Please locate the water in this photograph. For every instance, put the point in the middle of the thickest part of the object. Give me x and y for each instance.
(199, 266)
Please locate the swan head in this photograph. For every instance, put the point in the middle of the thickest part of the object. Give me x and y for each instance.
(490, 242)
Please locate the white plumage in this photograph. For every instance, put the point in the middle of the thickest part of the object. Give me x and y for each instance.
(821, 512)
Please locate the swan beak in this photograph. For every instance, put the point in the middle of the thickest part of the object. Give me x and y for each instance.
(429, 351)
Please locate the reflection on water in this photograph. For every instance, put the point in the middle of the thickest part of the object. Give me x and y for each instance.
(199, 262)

◆ ◆ ◆ ◆

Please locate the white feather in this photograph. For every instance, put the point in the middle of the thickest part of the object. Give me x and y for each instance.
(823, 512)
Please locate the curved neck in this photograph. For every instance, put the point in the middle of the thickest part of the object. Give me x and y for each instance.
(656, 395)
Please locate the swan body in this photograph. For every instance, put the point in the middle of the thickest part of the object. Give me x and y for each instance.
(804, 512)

◆ ◆ ◆ ◆

*Task details*. Report each line of the items above that contains the word "white". Case counts, so only matches with the same capitalization qualify.

*Worked solution*.
Please locate the white plumage in this photograph. For every instance, put the point in the middle of the thickest part of the object. Give me x and y for each instance.
Please locate the white feather in this photograph. For every instance, put the point in the middle of the thickest part of the object. Give me x and y for each instance.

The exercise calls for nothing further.